» Listed records
============================================================

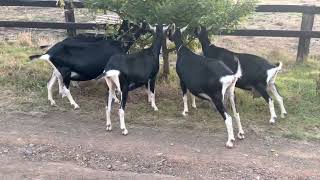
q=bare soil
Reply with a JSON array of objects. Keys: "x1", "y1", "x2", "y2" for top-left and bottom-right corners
[{"x1": 1, "y1": 92, "x2": 320, "y2": 179}]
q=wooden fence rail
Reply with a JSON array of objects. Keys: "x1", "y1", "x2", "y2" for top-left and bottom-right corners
[{"x1": 0, "y1": 0, "x2": 319, "y2": 62}]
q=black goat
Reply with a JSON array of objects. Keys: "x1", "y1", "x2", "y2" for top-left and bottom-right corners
[
  {"x1": 168, "y1": 24, "x2": 243, "y2": 148},
  {"x1": 99, "y1": 24, "x2": 168, "y2": 135},
  {"x1": 29, "y1": 21, "x2": 149, "y2": 109},
  {"x1": 194, "y1": 26, "x2": 287, "y2": 124}
]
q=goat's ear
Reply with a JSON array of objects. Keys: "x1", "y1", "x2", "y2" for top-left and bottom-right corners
[
  {"x1": 163, "y1": 24, "x2": 170, "y2": 31},
  {"x1": 195, "y1": 26, "x2": 201, "y2": 35},
  {"x1": 171, "y1": 23, "x2": 176, "y2": 33},
  {"x1": 206, "y1": 25, "x2": 213, "y2": 31},
  {"x1": 148, "y1": 24, "x2": 156, "y2": 33},
  {"x1": 180, "y1": 24, "x2": 189, "y2": 33}
]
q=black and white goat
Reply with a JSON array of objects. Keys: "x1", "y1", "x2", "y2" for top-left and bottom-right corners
[
  {"x1": 168, "y1": 24, "x2": 243, "y2": 148},
  {"x1": 194, "y1": 26, "x2": 287, "y2": 124},
  {"x1": 98, "y1": 24, "x2": 168, "y2": 135},
  {"x1": 29, "y1": 21, "x2": 149, "y2": 109}
]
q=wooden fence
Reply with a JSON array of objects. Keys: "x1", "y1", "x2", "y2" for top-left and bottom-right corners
[{"x1": 0, "y1": 0, "x2": 319, "y2": 62}]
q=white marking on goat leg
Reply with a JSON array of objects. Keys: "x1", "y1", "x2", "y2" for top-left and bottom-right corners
[
  {"x1": 182, "y1": 94, "x2": 188, "y2": 116},
  {"x1": 269, "y1": 84, "x2": 287, "y2": 118},
  {"x1": 147, "y1": 80, "x2": 151, "y2": 103},
  {"x1": 105, "y1": 78, "x2": 114, "y2": 131},
  {"x1": 268, "y1": 98, "x2": 277, "y2": 124},
  {"x1": 150, "y1": 92, "x2": 158, "y2": 111},
  {"x1": 224, "y1": 112, "x2": 235, "y2": 148},
  {"x1": 191, "y1": 94, "x2": 197, "y2": 109},
  {"x1": 119, "y1": 108, "x2": 128, "y2": 135},
  {"x1": 62, "y1": 86, "x2": 80, "y2": 109},
  {"x1": 220, "y1": 75, "x2": 234, "y2": 103},
  {"x1": 228, "y1": 87, "x2": 244, "y2": 139},
  {"x1": 47, "y1": 71, "x2": 57, "y2": 106}
]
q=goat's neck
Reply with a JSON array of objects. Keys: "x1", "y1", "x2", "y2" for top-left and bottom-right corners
[
  {"x1": 173, "y1": 39, "x2": 184, "y2": 53},
  {"x1": 199, "y1": 36, "x2": 211, "y2": 54},
  {"x1": 150, "y1": 31, "x2": 163, "y2": 56}
]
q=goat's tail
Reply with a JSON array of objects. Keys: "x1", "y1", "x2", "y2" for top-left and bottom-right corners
[
  {"x1": 266, "y1": 61, "x2": 283, "y2": 84},
  {"x1": 275, "y1": 62, "x2": 283, "y2": 71},
  {"x1": 29, "y1": 54, "x2": 42, "y2": 61},
  {"x1": 233, "y1": 56, "x2": 242, "y2": 79}
]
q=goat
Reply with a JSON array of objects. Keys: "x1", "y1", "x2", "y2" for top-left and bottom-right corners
[
  {"x1": 29, "y1": 21, "x2": 149, "y2": 109},
  {"x1": 98, "y1": 24, "x2": 169, "y2": 135},
  {"x1": 168, "y1": 24, "x2": 243, "y2": 148},
  {"x1": 194, "y1": 26, "x2": 287, "y2": 124}
]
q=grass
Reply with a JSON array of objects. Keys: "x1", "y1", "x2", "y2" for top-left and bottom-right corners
[{"x1": 0, "y1": 40, "x2": 320, "y2": 141}]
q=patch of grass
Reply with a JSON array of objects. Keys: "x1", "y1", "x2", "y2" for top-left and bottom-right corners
[{"x1": 1, "y1": 42, "x2": 320, "y2": 141}]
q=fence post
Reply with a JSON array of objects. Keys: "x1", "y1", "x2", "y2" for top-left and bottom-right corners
[
  {"x1": 64, "y1": 2, "x2": 76, "y2": 37},
  {"x1": 296, "y1": 11, "x2": 315, "y2": 63}
]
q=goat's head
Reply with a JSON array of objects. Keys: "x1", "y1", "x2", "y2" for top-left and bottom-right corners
[
  {"x1": 167, "y1": 23, "x2": 188, "y2": 42},
  {"x1": 194, "y1": 25, "x2": 209, "y2": 39},
  {"x1": 147, "y1": 23, "x2": 170, "y2": 34}
]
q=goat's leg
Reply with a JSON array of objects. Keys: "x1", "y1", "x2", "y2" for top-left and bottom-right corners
[
  {"x1": 149, "y1": 78, "x2": 158, "y2": 111},
  {"x1": 147, "y1": 81, "x2": 151, "y2": 103},
  {"x1": 191, "y1": 94, "x2": 197, "y2": 109},
  {"x1": 228, "y1": 83, "x2": 244, "y2": 139},
  {"x1": 119, "y1": 85, "x2": 128, "y2": 135},
  {"x1": 53, "y1": 69, "x2": 64, "y2": 97},
  {"x1": 180, "y1": 80, "x2": 188, "y2": 116},
  {"x1": 212, "y1": 95, "x2": 235, "y2": 148},
  {"x1": 60, "y1": 69, "x2": 80, "y2": 109},
  {"x1": 255, "y1": 84, "x2": 277, "y2": 124},
  {"x1": 268, "y1": 83, "x2": 287, "y2": 118},
  {"x1": 105, "y1": 78, "x2": 114, "y2": 131},
  {"x1": 47, "y1": 71, "x2": 57, "y2": 106}
]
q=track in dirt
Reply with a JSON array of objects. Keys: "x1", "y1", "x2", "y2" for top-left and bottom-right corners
[{"x1": 0, "y1": 110, "x2": 319, "y2": 179}]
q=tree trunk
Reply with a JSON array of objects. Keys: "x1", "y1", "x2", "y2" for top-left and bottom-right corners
[{"x1": 161, "y1": 36, "x2": 170, "y2": 81}]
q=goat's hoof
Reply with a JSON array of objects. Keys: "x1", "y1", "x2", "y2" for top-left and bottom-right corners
[
  {"x1": 122, "y1": 129, "x2": 128, "y2": 135},
  {"x1": 73, "y1": 104, "x2": 80, "y2": 110},
  {"x1": 281, "y1": 113, "x2": 287, "y2": 119},
  {"x1": 237, "y1": 132, "x2": 245, "y2": 140},
  {"x1": 106, "y1": 125, "x2": 112, "y2": 131},
  {"x1": 225, "y1": 140, "x2": 234, "y2": 148},
  {"x1": 153, "y1": 106, "x2": 159, "y2": 111},
  {"x1": 269, "y1": 117, "x2": 277, "y2": 124},
  {"x1": 182, "y1": 111, "x2": 188, "y2": 117},
  {"x1": 192, "y1": 105, "x2": 197, "y2": 109},
  {"x1": 49, "y1": 100, "x2": 56, "y2": 106}
]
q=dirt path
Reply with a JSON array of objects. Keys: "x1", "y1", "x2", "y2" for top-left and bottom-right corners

============================================================

» Problem statement
Set down all of the entries precisely and keep the pictures out of the copy.

» Expected output
q=bare soil
Reply with a JSON array of objects. Keys: "x1", "y1", "x2", "y2" for top-left and bottom-right corners
[{"x1": 1, "y1": 92, "x2": 320, "y2": 179}]
q=wooden fence rail
Reply with a JSON array of objects. Keys: "x1", "y1", "x2", "y2" for top-left and bottom-right corners
[{"x1": 0, "y1": 0, "x2": 319, "y2": 62}]
q=black goat
Reply with a JSON array of objects. Keys: "x1", "y1", "x2", "y2" for top-left and bottom-right corners
[
  {"x1": 168, "y1": 24, "x2": 243, "y2": 148},
  {"x1": 99, "y1": 24, "x2": 168, "y2": 135},
  {"x1": 29, "y1": 21, "x2": 149, "y2": 109},
  {"x1": 194, "y1": 26, "x2": 287, "y2": 124}
]
q=goat's ear
Reply with a JSON array of objects. Keys: "x1", "y1", "x2", "y2" for top-left and bottom-right corners
[
  {"x1": 163, "y1": 24, "x2": 170, "y2": 31},
  {"x1": 195, "y1": 26, "x2": 201, "y2": 35},
  {"x1": 171, "y1": 23, "x2": 176, "y2": 33},
  {"x1": 206, "y1": 25, "x2": 213, "y2": 31},
  {"x1": 148, "y1": 24, "x2": 156, "y2": 33},
  {"x1": 180, "y1": 24, "x2": 189, "y2": 33}
]
q=black and white goat
Reply with a JSON array of objects. Keys: "x1", "y1", "x2", "y2" for top-left and bottom-right corners
[
  {"x1": 168, "y1": 24, "x2": 243, "y2": 148},
  {"x1": 194, "y1": 26, "x2": 287, "y2": 124},
  {"x1": 98, "y1": 24, "x2": 168, "y2": 135},
  {"x1": 29, "y1": 21, "x2": 149, "y2": 109}
]
q=wooden fence
Reply with a JSON array of objects. Keys: "x1", "y1", "x2", "y2" for top-left and bottom-right corners
[{"x1": 0, "y1": 0, "x2": 319, "y2": 62}]
q=white marking on goat leg
Reply with a JSON array of objects. Keys: "x1", "y1", "x2", "y2" for top-left and bottom-right corners
[
  {"x1": 182, "y1": 94, "x2": 188, "y2": 116},
  {"x1": 269, "y1": 84, "x2": 287, "y2": 118},
  {"x1": 147, "y1": 80, "x2": 151, "y2": 103},
  {"x1": 105, "y1": 78, "x2": 114, "y2": 131},
  {"x1": 268, "y1": 98, "x2": 277, "y2": 124},
  {"x1": 150, "y1": 92, "x2": 158, "y2": 111},
  {"x1": 224, "y1": 112, "x2": 235, "y2": 148},
  {"x1": 191, "y1": 94, "x2": 197, "y2": 109},
  {"x1": 119, "y1": 108, "x2": 128, "y2": 135},
  {"x1": 62, "y1": 86, "x2": 80, "y2": 109},
  {"x1": 220, "y1": 75, "x2": 234, "y2": 103},
  {"x1": 228, "y1": 87, "x2": 244, "y2": 139},
  {"x1": 47, "y1": 71, "x2": 57, "y2": 106}
]
q=goat's neck
Reply with a JSON array of objects. Keys: "x1", "y1", "x2", "y2" for top-left and bottom-right corners
[
  {"x1": 173, "y1": 39, "x2": 184, "y2": 53},
  {"x1": 199, "y1": 36, "x2": 211, "y2": 54},
  {"x1": 150, "y1": 31, "x2": 163, "y2": 56}
]
q=goat's tail
Reply with a JSON array of objects. Keys: "x1", "y1", "x2", "y2" for top-left and bottom-right corners
[
  {"x1": 266, "y1": 61, "x2": 283, "y2": 84},
  {"x1": 275, "y1": 62, "x2": 283, "y2": 71},
  {"x1": 29, "y1": 54, "x2": 42, "y2": 61},
  {"x1": 233, "y1": 56, "x2": 242, "y2": 79}
]
q=goat
Reply with a JSON array of objects. Keys: "x1", "y1", "x2", "y2" for top-left and bottom-right corners
[
  {"x1": 29, "y1": 21, "x2": 149, "y2": 109},
  {"x1": 98, "y1": 24, "x2": 169, "y2": 135},
  {"x1": 168, "y1": 24, "x2": 243, "y2": 148},
  {"x1": 194, "y1": 26, "x2": 287, "y2": 124}
]
q=grass
Reply with a JSON array of objects. Keys: "x1", "y1", "x2", "y2" for top-left and bottom-right corners
[{"x1": 0, "y1": 40, "x2": 320, "y2": 141}]
q=patch of grass
Reply with a JSON array of objects. Keys: "x1", "y1", "x2", "y2" for top-left and bottom-right corners
[{"x1": 1, "y1": 42, "x2": 320, "y2": 141}]
q=fence post
Reply with a JSON array of objects. Keys: "x1", "y1", "x2", "y2" for top-left and bottom-right corners
[
  {"x1": 64, "y1": 2, "x2": 76, "y2": 37},
  {"x1": 296, "y1": 11, "x2": 315, "y2": 63}
]
q=goat's head
Reply with a JSON array of objects. Keys: "x1", "y1", "x2", "y2" for top-left and bottom-right corners
[
  {"x1": 167, "y1": 23, "x2": 188, "y2": 42},
  {"x1": 194, "y1": 25, "x2": 209, "y2": 39},
  {"x1": 147, "y1": 23, "x2": 170, "y2": 34}
]
q=goat's leg
Reply with a JSON array of objects. Keys: "x1", "y1", "x2", "y2" for top-left and bottom-right corners
[
  {"x1": 149, "y1": 78, "x2": 158, "y2": 111},
  {"x1": 147, "y1": 81, "x2": 151, "y2": 103},
  {"x1": 191, "y1": 94, "x2": 197, "y2": 109},
  {"x1": 228, "y1": 83, "x2": 244, "y2": 139},
  {"x1": 119, "y1": 85, "x2": 128, "y2": 135},
  {"x1": 53, "y1": 69, "x2": 64, "y2": 97},
  {"x1": 180, "y1": 80, "x2": 188, "y2": 116},
  {"x1": 212, "y1": 95, "x2": 235, "y2": 148},
  {"x1": 60, "y1": 69, "x2": 80, "y2": 109},
  {"x1": 255, "y1": 84, "x2": 277, "y2": 124},
  {"x1": 268, "y1": 83, "x2": 287, "y2": 118},
  {"x1": 105, "y1": 78, "x2": 114, "y2": 131},
  {"x1": 47, "y1": 71, "x2": 57, "y2": 106}
]
q=track in dirt
Reply with a JSON array of objects. Keys: "x1", "y1", "x2", "y2" for top-left and bottom-right corners
[{"x1": 0, "y1": 110, "x2": 319, "y2": 179}]
q=tree trunk
Reply with a JSON array of objects. Keys: "x1", "y1", "x2", "y2" for top-left and bottom-right corners
[{"x1": 161, "y1": 36, "x2": 170, "y2": 81}]
q=goat's hoof
Reply with a JSON array of objects. Keys: "x1", "y1", "x2", "y2" for top-left and bottom-right corners
[
  {"x1": 122, "y1": 129, "x2": 128, "y2": 135},
  {"x1": 73, "y1": 104, "x2": 80, "y2": 110},
  {"x1": 281, "y1": 113, "x2": 287, "y2": 119},
  {"x1": 237, "y1": 132, "x2": 245, "y2": 140},
  {"x1": 106, "y1": 125, "x2": 112, "y2": 131},
  {"x1": 225, "y1": 140, "x2": 234, "y2": 148},
  {"x1": 153, "y1": 106, "x2": 159, "y2": 111},
  {"x1": 269, "y1": 117, "x2": 277, "y2": 124},
  {"x1": 182, "y1": 111, "x2": 188, "y2": 117},
  {"x1": 192, "y1": 105, "x2": 197, "y2": 109},
  {"x1": 49, "y1": 100, "x2": 56, "y2": 106}
]
q=dirt path
Reply with a JSON array of objects. Keys: "x1", "y1", "x2", "y2" for top-left and bottom-right corners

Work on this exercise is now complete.